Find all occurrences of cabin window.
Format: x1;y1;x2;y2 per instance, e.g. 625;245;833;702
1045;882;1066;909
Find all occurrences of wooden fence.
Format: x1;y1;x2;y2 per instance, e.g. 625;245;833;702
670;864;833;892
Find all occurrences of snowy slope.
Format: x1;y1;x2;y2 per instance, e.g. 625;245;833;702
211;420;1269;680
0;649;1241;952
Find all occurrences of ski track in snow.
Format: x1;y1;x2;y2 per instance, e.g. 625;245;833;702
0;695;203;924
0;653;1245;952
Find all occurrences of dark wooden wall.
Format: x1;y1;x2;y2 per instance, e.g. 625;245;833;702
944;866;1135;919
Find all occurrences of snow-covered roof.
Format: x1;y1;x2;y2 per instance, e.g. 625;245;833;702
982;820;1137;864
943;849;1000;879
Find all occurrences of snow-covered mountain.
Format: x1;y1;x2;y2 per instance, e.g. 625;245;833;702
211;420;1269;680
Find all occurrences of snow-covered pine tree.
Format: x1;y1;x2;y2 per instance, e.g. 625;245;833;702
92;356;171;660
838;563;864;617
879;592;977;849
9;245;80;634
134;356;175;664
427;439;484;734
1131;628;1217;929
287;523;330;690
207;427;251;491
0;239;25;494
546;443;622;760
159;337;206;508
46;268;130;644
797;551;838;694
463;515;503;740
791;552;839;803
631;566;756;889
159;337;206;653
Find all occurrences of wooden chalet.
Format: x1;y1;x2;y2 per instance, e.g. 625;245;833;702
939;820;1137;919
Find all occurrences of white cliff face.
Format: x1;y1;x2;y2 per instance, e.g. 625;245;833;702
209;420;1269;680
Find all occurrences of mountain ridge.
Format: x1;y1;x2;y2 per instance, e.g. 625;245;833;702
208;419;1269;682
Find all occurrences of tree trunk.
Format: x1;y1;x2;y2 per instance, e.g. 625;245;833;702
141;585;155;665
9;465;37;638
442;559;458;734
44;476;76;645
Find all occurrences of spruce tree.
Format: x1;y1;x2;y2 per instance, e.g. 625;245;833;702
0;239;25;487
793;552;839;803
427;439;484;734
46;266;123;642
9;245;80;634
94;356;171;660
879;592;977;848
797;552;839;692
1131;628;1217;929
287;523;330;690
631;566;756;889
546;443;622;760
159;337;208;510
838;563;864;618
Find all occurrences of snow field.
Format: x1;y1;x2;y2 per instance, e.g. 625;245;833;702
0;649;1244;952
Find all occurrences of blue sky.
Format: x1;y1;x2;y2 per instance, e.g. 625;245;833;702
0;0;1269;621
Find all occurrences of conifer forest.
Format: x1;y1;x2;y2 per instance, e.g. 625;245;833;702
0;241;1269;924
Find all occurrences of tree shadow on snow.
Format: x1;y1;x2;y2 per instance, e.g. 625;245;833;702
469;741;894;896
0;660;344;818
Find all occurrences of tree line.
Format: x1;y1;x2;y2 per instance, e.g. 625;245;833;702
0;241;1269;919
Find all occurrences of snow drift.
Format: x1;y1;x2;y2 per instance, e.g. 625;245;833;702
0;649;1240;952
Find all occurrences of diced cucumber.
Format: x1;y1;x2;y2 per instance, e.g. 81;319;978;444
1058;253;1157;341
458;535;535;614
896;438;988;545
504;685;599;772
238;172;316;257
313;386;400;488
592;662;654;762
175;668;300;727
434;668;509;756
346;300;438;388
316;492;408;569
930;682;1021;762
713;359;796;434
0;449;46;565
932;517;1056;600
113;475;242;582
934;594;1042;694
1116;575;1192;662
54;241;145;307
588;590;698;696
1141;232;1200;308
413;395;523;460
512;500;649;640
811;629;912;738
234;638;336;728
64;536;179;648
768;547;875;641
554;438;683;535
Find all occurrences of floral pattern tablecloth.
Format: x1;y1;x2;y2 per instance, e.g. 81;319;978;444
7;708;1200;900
★ ★ ★ ★
Exercise requirements: Turn all the lines above into a JSON list of strings, with one string per line and no entries for blank lines.

Task answer:
[
  "Find all occurrences of cabin window.",
  "Format: x1;y1;x2;y2 per instance, e.g. 625;245;833;702",
  "1045;882;1066;909",
  "Find all occurrences of wooden fence.",
  "Format: x1;y1;x2;y2 per instance, e.g. 625;245;833;702",
  "670;864;833;892",
  "Find all occurrences of snowy slope.",
  "Format: x1;y1;x2;y2 per instance, e.g. 625;245;833;702",
  "211;420;1269;680",
  "0;649;1241;952",
  "Find all occurrences of ski track in snow.",
  "Format: x1;y1;x2;y2 per instance, e.g. 625;245;833;702",
  "0;695;203;924",
  "0;653;1245;952",
  "Find all occurrences of dark wooden wall.",
  "Format: x1;y1;x2;y2 per instance, e.g. 625;245;833;702",
  "944;866;1135;919",
  "Find all occurrences of snow-covered roof.",
  "Format: x1;y1;x2;y2 per instance, e.g. 625;245;833;702",
  "982;820;1137;864",
  "943;849;1000;879",
  "Find all occurrences of snow-covered mountain.",
  "Format: x1;y1;x2;y2 per instance, e.g. 625;245;833;702",
  "211;420;1269;680",
  "Find all occurrences of snow-covered pine tree.",
  "Format: x1;y1;x2;y2 per instance, e.g. 625;245;833;702",
  "92;356;171;660",
  "838;563;864;617",
  "879;592;977;849",
  "9;245;80;634",
  "134;356;175;664",
  "427;439;484;734",
  "1131;628;1217;929",
  "287;523;330;690",
  "207;427;251;491",
  "0;239;25;494",
  "546;443;622;760",
  "159;337;206;508",
  "46;268;130;644",
  "797;551;838;694",
  "463;515;503;740",
  "791;552;839;803",
  "631;566;756;889",
  "159;337;206;653",
  "Find all occurrences of wooden chalet.",
  "Format: x1;y1;x2;y2 per instance, e.g. 625;245;833;702",
  "939;820;1137;919",
  "Find all occurrences of white cliff face.",
  "Format: x1;y1;x2;y2 per instance, e.g. 625;245;833;702",
  "209;420;1269;680",
  "Find all occurrences of mountain ridge.",
  "Format: x1;y1;x2;y2 per instance, e.g. 625;245;833;702",
  "208;419;1269;682",
  "Find all occurrences of tree trunk.",
  "Format: x1;y1;x2;y2 per instance, e.g. 625;245;833;702",
  "141;585;155;665",
  "9;465;37;638",
  "442;559;458;734",
  "44;476;76;645",
  "Find all occurrences of spruce tree.",
  "Format: x1;y1;x2;y2 per instance, e.g. 625;245;833;702",
  "0;239;25;487",
  "793;552;839;803",
  "427;439;484;734",
  "46;266;123;642",
  "9;245;80;634",
  "94;356;171;660",
  "879;592;977;848",
  "797;552;839;692",
  "1131;628;1217;929",
  "287;523;330;690",
  "631;566;756;889",
  "546;443;622;760",
  "159;337;208;510",
  "838;563;864;618",
  "Find all occurrences of snow field.",
  "Format: x1;y1;x2;y2 per instance, e.g. 625;245;833;702",
  "0;649;1244;952",
  "Find all occurrences of blue sky.",
  "Format: x1;y1;x2;y2 per instance, e.g. 625;245;833;702",
  "0;0;1269;621",
  "Find all occurrences of conifer forest.",
  "Format: x1;y1;x2;y2 per instance, e.g. 625;245;833;702",
  "0;241;1269;924",
  "Find all occurrences of tree shadow on snow.",
  "Format: x1;y1;x2;y2 per instance, e.g. 625;245;833;702",
  "469;741;894;896",
  "0;660;344;818",
  "Find all occurrences of tree line.",
  "Format: x1;y1;x2;y2 per instance, e.g. 625;245;833;702",
  "0;241;1269;919",
  "Find all occurrences of snow drift.",
  "Format: x1;y1;x2;y2 per instance, e.g. 625;245;833;702",
  "0;649;1240;952",
  "Find all occurrences of diced cucumber.",
  "Format: x1;y1;x2;y2 per instance, e.g. 81;319;978;444",
  "1058;253;1157;341",
  "458;535;535;614",
  "896;438;988;545",
  "504;685;599;772",
  "238;172;316;257",
  "313;386;400;488",
  "592;662;654;762",
  "175;668;300;727",
  "434;668;509;756",
  "346;300;438;388",
  "316;492;408;569",
  "930;682;1021;762",
  "713;359;796;434",
  "0;449;46;565",
  "932;517;1056;600",
  "113;475;242;582",
  "934;594;1042;694",
  "1116;575;1192;662",
  "54;241;145;307",
  "588;590;698;696",
  "1141;232;1200;308",
  "413;395;523;460",
  "512;500;649;640",
  "811;629;912;738",
  "234;638;336;728",
  "64;536;179;648",
  "768;547;875;641",
  "554;438;683;535",
  "Find all occurrences of floral pattern tablecloth.",
  "Format: x1;y1;x2;y2 per instance, e.g. 81;319;978;444",
  "7;708;1200;900"
]